General-purpose audio tagging of Freesound content with AudioSet labels


Task description

This task evaluates systems for general-purpose audio tagging with an increased number of categories and using data with annotations of varying reliability. This task will provide insight towards the development of broadly-applicable sound event classifiers that consider an increased and diverse amount of categories.

Description

This task addresses the problem of general-purpose automatic audio tagging and poses two main challenges. The first one is to build models that can recognize an increased number of sound events of very diverse nature, including musical instruments, human sounds, domestic sounds, animals, etc. The second challenge consists of leveraging subsets of training data featuring annotations of varying reliability, as a reflection of the expensiveness of having high quality annotations. This task will provide insight towards the development of broadly-applicable sound event classifiers that consider an increased and diverse amount of categories. These models can be used, for example, in automatic description of multimedia or acoustic monitoring applications.

Figure 1: Overview of a single-tag tagging system.


This task is hosted in Kaggle - a platform that hosts machine learning competitions with a vibrant community of participants. Hence, the resources associated to this task (datasets download, leaderboard and submission) will be provided by Kaggle. Please visit the Freesound General-Purpose Audio Tagging Challenge Kaggle competition page for detailed information about how to participate and all other relevant aspects of the challenge. What follows in this page is a summary of the most important aspects of the challenge.

Kaggle competition page

Audio dataset

This task employs audio samples from Freesound annotated using a vocabulary of 41 labels from Google’s AudioSet Ontology:

  • Tearing
  • Bus
  • Shatter
  • Gunshot, gunfire
  • Fireworks
  • Writing
  • Computer keyboard
  • Scissors
  • Microwave oven
  • Keys jangling
  • Drawer open or close
  • Squeak
  • Knock
  • Telephone
  • Saxophone
  • Oboe
  • Flute
  • Clarinet
  • Acoustic guitar
  • Tambourine
  • Glockenspiel
  • Gong
  • Snare drum
  • Bass drum
  • Hi-hat
  • Electric piano
  • Harmonica
  • Trumpet
  • Violin, fiddle
  • Double bass
  • Cello
  • Chime
  • Cough
  • Laughter
  • Applause
  • Finger snapping
  • Fart
  • Burping, eructation
  • Cowbell
  • Bark
  • Meow

The dataset provided for this task is a reduced subset of FSD: a work-in-progress, large-scale, general-purpose audio dataset composed of Freesound content annotated with labels from the AudioSet Ontology. FSD is being collected through the Freesound Datasets platform, which is a platform for the collaborative creation of open audio collections. We encourage participants of the DCASE challenge to check out the Freesound Datasets platform and, why not, contribute with some annotations for the FSD. More information about the Freesound Datasets platform and the creation of FSD is available in:

Publication

Eduardo Fonseca, Jordi Pons, Xavier Favory, Frederic Font, Dmitry Bogdanov, Andrés Ferraro, Sergio Oramas, Alastair Porter, and Xavier Serra. Freesound datasets: a platform for the creation of open audio datasets. In Proceedings of the 18th International Society for Music Information Retrieval Conference (ISMIR 2017), 486–493. Suzhou, China, 2017.

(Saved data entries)

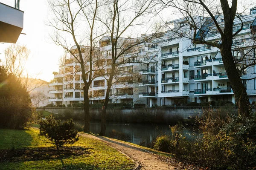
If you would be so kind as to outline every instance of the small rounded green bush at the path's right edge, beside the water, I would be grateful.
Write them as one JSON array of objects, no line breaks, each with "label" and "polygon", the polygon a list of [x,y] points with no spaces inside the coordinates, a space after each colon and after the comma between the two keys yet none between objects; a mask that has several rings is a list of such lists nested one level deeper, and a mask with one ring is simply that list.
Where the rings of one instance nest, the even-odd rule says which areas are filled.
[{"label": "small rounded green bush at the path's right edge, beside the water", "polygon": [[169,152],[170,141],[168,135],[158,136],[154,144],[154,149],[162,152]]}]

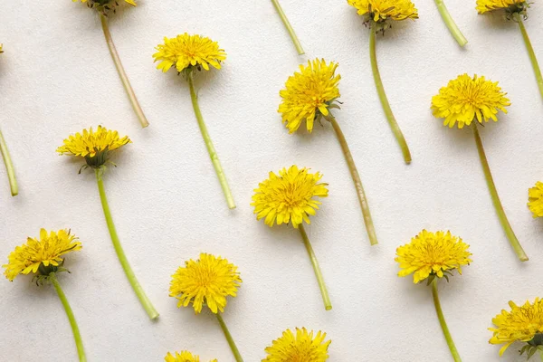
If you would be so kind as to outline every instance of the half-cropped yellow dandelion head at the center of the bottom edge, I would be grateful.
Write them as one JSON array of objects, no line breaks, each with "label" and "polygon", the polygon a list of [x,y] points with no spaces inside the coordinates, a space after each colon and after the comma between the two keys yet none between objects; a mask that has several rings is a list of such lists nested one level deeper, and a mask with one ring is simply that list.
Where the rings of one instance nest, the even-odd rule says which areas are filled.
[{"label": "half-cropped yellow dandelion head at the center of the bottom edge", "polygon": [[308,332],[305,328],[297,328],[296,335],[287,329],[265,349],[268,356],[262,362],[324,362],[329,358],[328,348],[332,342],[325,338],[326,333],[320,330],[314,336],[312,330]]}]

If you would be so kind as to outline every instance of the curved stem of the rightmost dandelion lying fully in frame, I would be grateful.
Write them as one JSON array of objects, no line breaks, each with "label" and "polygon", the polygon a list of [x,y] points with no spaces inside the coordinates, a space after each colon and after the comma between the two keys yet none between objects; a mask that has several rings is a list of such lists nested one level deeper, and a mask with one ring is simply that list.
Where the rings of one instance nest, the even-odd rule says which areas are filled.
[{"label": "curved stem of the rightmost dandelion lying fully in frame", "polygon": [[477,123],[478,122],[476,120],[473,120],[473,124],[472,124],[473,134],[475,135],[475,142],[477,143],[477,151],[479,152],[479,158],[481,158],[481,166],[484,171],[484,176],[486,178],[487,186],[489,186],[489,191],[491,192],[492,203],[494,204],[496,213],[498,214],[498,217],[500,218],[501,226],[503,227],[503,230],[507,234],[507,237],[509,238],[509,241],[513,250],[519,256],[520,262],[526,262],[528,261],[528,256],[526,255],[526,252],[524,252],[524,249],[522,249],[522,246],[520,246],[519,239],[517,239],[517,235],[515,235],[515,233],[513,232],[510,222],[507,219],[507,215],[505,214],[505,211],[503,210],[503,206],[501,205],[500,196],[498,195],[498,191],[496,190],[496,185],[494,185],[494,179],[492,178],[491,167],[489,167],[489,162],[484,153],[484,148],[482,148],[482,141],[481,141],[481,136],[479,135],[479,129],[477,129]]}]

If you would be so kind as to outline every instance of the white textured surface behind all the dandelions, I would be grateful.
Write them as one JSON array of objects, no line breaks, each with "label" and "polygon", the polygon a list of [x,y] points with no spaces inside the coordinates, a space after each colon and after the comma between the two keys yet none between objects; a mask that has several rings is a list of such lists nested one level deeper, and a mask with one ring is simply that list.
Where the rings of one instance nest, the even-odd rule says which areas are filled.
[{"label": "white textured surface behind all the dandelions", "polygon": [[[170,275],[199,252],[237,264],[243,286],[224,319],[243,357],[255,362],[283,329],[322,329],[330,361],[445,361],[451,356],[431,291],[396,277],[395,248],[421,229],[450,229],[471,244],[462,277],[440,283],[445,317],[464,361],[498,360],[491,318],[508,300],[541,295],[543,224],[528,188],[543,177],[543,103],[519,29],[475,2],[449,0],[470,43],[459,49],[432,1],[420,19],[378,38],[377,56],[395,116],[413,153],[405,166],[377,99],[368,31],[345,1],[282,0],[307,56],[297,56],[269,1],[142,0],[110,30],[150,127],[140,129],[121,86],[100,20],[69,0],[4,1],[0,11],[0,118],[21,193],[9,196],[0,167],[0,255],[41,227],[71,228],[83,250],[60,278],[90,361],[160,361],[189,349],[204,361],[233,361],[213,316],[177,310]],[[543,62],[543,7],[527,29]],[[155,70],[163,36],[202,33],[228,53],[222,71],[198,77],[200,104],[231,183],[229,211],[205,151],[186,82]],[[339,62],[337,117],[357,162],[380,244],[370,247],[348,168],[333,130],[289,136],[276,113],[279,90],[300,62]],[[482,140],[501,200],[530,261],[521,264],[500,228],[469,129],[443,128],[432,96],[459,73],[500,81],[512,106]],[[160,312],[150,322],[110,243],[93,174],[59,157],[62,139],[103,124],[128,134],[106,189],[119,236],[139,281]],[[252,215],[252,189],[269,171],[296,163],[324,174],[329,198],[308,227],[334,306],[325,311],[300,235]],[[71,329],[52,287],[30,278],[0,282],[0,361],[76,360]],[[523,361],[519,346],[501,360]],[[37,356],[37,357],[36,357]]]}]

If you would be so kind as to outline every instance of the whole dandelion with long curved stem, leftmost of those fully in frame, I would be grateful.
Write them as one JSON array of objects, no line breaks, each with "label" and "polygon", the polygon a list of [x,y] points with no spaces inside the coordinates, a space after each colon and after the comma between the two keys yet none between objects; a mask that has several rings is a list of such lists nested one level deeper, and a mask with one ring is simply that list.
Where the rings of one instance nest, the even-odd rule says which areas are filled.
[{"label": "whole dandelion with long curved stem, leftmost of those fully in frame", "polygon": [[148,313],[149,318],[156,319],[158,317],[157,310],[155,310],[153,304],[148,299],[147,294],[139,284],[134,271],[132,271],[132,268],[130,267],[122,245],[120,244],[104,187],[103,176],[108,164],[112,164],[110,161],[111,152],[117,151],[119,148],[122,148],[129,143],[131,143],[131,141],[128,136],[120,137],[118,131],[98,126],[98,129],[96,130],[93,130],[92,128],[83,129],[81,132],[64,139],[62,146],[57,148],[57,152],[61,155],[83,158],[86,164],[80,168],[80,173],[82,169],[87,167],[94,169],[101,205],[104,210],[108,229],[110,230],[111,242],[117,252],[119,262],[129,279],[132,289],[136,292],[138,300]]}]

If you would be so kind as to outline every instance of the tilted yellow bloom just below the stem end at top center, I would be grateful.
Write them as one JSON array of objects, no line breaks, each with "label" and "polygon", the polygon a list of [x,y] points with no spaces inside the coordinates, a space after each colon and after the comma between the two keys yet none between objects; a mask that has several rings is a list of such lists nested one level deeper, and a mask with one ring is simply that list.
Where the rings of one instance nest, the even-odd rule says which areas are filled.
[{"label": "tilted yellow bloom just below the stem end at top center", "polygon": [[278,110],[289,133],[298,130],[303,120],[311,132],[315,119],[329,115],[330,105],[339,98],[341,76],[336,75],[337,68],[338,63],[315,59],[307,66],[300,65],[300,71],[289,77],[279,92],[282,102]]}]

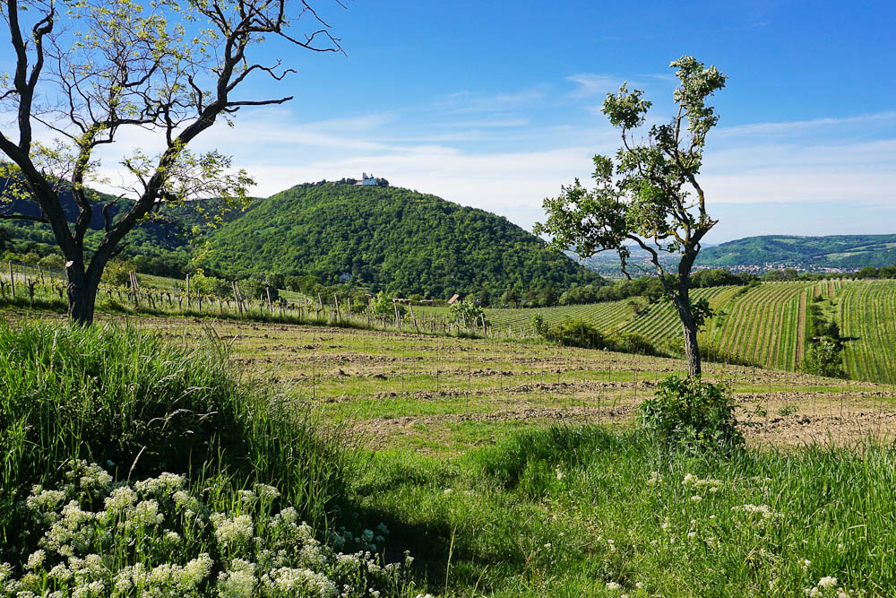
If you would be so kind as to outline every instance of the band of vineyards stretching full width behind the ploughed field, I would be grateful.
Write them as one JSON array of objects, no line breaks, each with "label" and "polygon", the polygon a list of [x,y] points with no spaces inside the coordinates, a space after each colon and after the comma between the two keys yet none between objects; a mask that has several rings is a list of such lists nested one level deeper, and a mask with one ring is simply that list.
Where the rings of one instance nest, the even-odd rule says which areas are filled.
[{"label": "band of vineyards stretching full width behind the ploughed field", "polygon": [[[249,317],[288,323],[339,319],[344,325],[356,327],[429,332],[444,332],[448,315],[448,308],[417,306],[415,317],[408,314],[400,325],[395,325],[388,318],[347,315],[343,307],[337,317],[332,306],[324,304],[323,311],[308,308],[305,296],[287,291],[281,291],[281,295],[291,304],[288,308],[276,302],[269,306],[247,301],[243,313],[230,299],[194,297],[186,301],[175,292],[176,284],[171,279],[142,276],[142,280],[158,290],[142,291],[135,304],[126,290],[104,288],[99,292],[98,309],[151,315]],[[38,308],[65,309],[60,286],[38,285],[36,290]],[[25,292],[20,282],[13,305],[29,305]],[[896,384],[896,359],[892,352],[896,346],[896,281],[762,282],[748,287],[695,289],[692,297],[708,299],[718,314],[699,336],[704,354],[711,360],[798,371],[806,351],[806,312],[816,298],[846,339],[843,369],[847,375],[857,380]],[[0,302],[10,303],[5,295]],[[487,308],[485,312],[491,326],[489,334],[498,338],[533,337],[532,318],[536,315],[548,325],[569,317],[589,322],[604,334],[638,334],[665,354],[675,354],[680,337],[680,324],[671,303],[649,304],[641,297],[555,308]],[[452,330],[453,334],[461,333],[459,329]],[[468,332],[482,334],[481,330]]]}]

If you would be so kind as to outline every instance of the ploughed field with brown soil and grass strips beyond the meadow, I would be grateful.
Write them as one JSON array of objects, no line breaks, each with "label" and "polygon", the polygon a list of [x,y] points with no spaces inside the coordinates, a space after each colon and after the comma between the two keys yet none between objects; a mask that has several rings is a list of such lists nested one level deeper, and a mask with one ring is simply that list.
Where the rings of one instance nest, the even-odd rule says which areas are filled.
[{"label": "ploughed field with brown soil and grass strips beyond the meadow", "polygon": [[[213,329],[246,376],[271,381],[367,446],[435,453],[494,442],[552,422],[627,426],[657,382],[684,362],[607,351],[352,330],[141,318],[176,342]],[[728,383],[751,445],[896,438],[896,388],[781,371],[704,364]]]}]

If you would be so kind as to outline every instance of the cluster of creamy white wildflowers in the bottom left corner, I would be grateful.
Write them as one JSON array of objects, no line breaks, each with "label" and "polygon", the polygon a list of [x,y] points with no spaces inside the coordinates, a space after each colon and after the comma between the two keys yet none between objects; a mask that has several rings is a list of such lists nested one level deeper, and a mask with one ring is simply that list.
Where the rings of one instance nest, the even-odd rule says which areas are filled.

--

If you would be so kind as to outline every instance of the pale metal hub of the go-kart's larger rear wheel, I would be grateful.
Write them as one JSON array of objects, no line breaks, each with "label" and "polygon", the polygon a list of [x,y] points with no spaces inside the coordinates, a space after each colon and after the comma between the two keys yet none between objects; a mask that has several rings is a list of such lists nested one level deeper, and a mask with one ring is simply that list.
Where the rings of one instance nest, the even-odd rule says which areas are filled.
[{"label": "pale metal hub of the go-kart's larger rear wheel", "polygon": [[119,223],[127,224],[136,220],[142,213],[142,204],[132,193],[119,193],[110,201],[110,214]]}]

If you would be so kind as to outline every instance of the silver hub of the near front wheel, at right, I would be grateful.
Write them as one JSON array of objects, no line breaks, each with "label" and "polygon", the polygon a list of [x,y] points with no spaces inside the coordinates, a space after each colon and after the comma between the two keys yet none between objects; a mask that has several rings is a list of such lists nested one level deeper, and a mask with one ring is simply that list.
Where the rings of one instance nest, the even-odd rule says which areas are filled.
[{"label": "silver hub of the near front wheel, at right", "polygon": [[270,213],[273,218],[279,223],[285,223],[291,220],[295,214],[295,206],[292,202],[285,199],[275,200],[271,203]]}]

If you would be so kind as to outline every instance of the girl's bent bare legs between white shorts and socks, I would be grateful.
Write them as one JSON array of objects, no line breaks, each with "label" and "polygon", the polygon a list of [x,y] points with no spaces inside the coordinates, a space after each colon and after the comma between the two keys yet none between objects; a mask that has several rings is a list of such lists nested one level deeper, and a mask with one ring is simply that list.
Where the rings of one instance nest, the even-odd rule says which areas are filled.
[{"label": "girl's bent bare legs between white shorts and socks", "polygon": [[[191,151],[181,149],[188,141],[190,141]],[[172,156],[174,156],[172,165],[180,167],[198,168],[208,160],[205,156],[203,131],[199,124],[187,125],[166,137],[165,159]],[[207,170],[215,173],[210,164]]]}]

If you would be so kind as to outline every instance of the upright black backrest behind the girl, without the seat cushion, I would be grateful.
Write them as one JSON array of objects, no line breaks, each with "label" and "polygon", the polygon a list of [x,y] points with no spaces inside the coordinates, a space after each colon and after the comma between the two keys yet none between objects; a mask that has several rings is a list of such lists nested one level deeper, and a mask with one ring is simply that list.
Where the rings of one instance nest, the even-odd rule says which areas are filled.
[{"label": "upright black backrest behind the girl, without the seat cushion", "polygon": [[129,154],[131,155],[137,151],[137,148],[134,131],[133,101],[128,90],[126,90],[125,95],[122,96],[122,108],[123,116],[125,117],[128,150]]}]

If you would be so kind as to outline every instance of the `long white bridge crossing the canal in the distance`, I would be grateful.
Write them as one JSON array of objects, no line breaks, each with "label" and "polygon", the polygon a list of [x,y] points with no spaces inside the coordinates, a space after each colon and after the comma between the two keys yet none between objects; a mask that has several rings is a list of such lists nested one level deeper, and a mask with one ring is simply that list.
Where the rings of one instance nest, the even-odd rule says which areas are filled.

> **ABOUT THIS TASK**: Extend the audio tagging task description from where it stops. The records are standalone material, unrelated to the text.

> **ANSWER TO THIS TASK**:
PDF

Freesound Datasets: a platform for the creation of open audio datasets

Abstract

Openly available datasets are a key factor in the advancement of data-driven research approaches, including many of the ones used in sound and music computing. In the last few years, quite a number of new audio datasets have been made available but there are still major shortcomings in many of them to have a significant research impact. Among the common shortcomings are the lack of transparency in their creation and the difficulty of making them completely open and sharable. They often do not include clear mechanisms to amend errors and many times they are not large enough for current machine learning needs. This paper introduces Freesound Datasets, an online platform for the collaborative creation of open audio datasets based on principles of transparency, openness, dynamic character, and sustainability. As a proof-of-concept, we present an early snapshot of a large-scale audio dataset built using this platform. It consists of audio samples from Freesound organised in a hierarchy based on the AudioSet Ontology. We believe that building and maintaining datasets following the outlined principles and using open tools and collaborative approaches like the ones presented here will have a significant impact in our research community.

PDF

Recording and annotation procedure

This task employs data drawn from content uploaded by the Freesound user community, encompassing sounds in a wide range of real-world environments. Recording scenarios and techniques can be very different as sounds are uploaded by users across the globe. All audio samples in this dataset are provided as uncompressed PCM 16 bit, 44.1 kHz, mono audio files.

The data labeling process started from a manual mapping between Freesound tags and AudioSet Ontology categories. Using this mapping, a number of Freesound audio samples were automatically annotated. These annotations can be understood as weak labels since they express the presence of a sound category in an audio sample. Then, a data validation process was carried out in which a number of participants did listen to the annotated sounds and manually assesed the presence/absence of an automatically assigned sound category, according to the AudioSet category description. More details about the annotation procedure can be found in Fonseca et al. (2017). More information about AudioSet can be found in:

Publication

Jort F. Gemmeke, Daniel P. W. Ellis, Dylan Freedman, Aren Jansen, Wade Lawrence, R. Channing Moore, Manoj Plakal, and Marvin Ritter. Audio set: an ontology and human-labeled dataset for audio events. In Proc. IEEE ICASSP 2017. New Orleans, LA, 2017.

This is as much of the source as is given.